--- start Supplied passage ---
Some sample data would definitely help here :)
I can say some things that might help though…
Fold functions are useful when you can perform a partial aggregation & then combine many of these partial aggregations to produce a result. The count function is the canonical example here. You can partially aggregate by counting elements & then sum those results to compute the result. However, you must have a key to group by (or fold all of the data) - there's no concept of state as you scan over data.
That said, there's nothing stopping you from making a stateful function like this:
=> (->>
(pig/return [1 2 2 2 3 4 4 4 5 6 6 6])
(pig/mapcat (let [state (atom [])]
(fn [x]
(swap! state conj x)
(when (odd? x)
(let [result @state]
(reset! state [])
[result])))))
(pig/dump))
([1] [2 2 2 3] [4 4 4 5])
There are some caveats though. This state is per-mapper, not global. The ordering of the data is dependent on the platform used, but I would speculate that most would give you the data in the order it's read from the underlying storage. There is no guarantee that any two records will be processed by the same mapper, though these boundaries usually end up matching the underlying splits (depending on the platform options used). And since there's no end-of-seq signal, it's going to drop any trailing data that doesn't have a terminating signal. If you used this technique immediately after a load command where you know that the data is ordered, it might work. If you use this after a join or grouping where the data is scrambled, it's likely not going to be very useful.
A slightly different version of this uses pig/reduce:
=> (->>
(pig/return [1 2 2 2 3 4 4 4 5 6 6 6])
(pig/reduce (fn [acc x]
(let [acc' (update-in acc [(dec (count acc))] conj x)]
(if (odd? x)
(conj acc' [])
acc')))
[[]])
(pig/mapcat identity)
(pig/dump))
([1] [2 2 2 3] [4 4 4 5] [6 6 6])
The downside to this one is that it's going to use a single reducer, so that's a bottleneck. And the entire accumulated result must be processed before emitting results. The benefit is that it's going to process all of the data using this single state, so you wouldn't have to worry about seeing partial data. And there's a clear end signal, so we can clean up when it's done. However, all of the ordering issues still apply.
Is that anywhere close to what you're looking for? Hope that helps some. Let me know if you've got a more concrete example & I'll see what I can think up.
-Matt
--- end Supplied passage ---
--- start Provided information ---
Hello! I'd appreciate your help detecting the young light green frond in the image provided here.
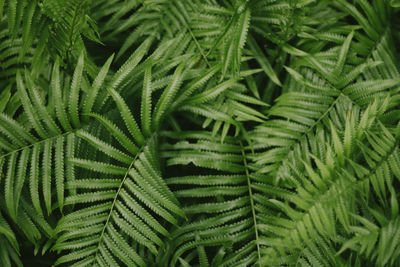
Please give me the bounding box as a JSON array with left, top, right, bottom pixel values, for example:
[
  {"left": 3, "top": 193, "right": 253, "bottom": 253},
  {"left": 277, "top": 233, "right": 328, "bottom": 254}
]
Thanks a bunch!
--- end Provided information ---
- **Work to do**:
Answer from the reply on fold functions:
1. Which function does it call the canonical example of a fold?
2. Is the state in the pig/mapcat version global or per-mapper?
3. What downside of the pig/reduce version does it name first?
The lines are material separate from the reply on fold functions.

- **Task solution**:
1. The count function.
2. Per-mapper, not global.
3. It uses a single reducer, which is a bottleneck.